AIM OF THE EXERCISE: The complete listing should be transcribed precisely.

RECORDS SHOWN:
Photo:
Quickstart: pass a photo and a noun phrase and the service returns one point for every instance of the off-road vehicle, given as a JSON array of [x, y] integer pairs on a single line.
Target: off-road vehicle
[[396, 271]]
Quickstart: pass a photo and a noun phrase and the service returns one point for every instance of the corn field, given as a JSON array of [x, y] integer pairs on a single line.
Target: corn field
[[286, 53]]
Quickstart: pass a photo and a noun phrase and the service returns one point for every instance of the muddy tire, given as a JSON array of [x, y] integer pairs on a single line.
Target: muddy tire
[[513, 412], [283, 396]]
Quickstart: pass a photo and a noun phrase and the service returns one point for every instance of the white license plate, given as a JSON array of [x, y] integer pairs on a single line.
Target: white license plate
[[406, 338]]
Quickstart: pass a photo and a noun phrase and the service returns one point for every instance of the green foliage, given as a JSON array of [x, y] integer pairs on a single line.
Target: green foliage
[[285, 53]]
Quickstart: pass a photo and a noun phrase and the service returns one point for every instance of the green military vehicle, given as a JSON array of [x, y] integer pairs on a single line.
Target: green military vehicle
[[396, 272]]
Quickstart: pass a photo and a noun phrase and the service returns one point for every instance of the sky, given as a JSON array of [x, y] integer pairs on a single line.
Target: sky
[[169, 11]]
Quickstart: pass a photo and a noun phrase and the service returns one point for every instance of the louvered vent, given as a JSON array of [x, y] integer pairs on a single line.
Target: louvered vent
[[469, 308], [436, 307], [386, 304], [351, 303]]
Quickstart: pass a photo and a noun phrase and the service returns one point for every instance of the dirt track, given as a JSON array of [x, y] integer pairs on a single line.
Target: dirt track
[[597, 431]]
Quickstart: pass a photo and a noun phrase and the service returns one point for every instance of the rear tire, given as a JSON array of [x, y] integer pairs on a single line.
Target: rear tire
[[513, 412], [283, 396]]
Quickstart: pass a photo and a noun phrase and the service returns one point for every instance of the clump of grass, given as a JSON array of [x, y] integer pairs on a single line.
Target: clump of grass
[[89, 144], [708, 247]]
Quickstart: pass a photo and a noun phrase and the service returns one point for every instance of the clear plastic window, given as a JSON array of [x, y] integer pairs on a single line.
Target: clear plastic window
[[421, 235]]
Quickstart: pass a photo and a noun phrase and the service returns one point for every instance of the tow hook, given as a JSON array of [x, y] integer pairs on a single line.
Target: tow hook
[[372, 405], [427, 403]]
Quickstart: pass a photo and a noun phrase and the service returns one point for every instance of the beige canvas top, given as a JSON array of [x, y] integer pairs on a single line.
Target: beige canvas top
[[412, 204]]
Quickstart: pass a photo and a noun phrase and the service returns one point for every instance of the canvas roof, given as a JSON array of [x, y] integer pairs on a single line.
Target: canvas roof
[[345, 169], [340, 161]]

YOUR RESPONSE:
Photo:
Quickstart: pass a photo and a noun phrase and the service returns one point for every instance of the off-road vehicle, given as a JSON array of [x, y] integer pairs on a single line.
Target: off-road vehicle
[[396, 271]]
Quickstart: pass a photo and a noun phrase and the service returns one point for every instance of the corn field, given as a JSON array of [x, y] integer pairs on a single line.
Target: corn field
[[286, 53]]
Quickstart: pass a photo and a noun phrase and the service returns one point for every instance of the muddy tire, given as a JSON array of [x, y] integer pairs on a single line.
Target: muddy tire
[[513, 412], [283, 396]]
Quickstart: pass a photo and a noun phrase and the service returns one point for every instance of the white license plate, given as a JSON array of [x, y] integer pairs on a single line.
Target: white license plate
[[406, 338]]
Quickstart: pass a photo and a noun phrase and the service returns one point for every instance of the green foliage, given as a JSON array of [x, y] integer pairs on a single line.
Target: green foliage
[[285, 53]]
Quickstart: pass a photo and a noun phrase and the service returns one point for every instance of the green military vehicle, given as a JSON array of [x, y] integer pairs on a single line.
Target: green military vehicle
[[396, 272]]
Quickstart: pass a photo and a noun phrase and the service returns one point for every instance of the sky, given as a JSON array of [x, y] integer pairs on a single line.
Target: sky
[[169, 11]]
Quickstart: pass a photo and a noun phrase and the service returns one point for every instance of the louvered vent, given as a JSON array of [x, y] integer pairs on a single line.
Target: louvered vent
[[469, 308], [436, 307], [386, 304], [351, 303]]
Quickstart: pass a photo and a noun phrase and the service returns one point for every instance of the dirt track, given as a JSON array of [x, y] integer pairs on a single line.
Target: dirt track
[[597, 431]]
Quickstart: pass a photo and a noun phrase and the service returns one point for every instance of the rear tire, given as a JSON array of [x, y] integer pairs on a single line.
Target: rear tire
[[513, 412], [283, 396]]
Quickstart: pass a photo and a noun phrase and the service returns one point for every instance of the clump of grass, given as a JSON array of [x, y] integer pairs on a single line.
Target: clump of grass
[[89, 144], [708, 247]]
Quickstart: pass a photo and a noun phrase and the service returns one point for every instance of the clear plastic window, given as a JSON array of [x, y] integer pairs on a single line.
Target: clear plastic window
[[421, 235]]
Quickstart: pass a photo and a noun phrase and the service returns one point for every instance of the tow hook, given as a JSON array of [x, y] integer pairs on a single line.
Target: tow hook
[[372, 405], [427, 403]]
Quickstart: pass a photo and a noun phrase and the service returns one point for every instance of the beige canvas top, given as a JSON array of [x, y] integer pairs on a single line.
Target: beige canvas top
[[412, 204]]
Quickstart: pass a photo and a noun phrase and the service returns one point for every instance of the canvas roof, given as a JSON array of [x, y] integer pairs on a single line.
Target: canvas roof
[[345, 169], [340, 161]]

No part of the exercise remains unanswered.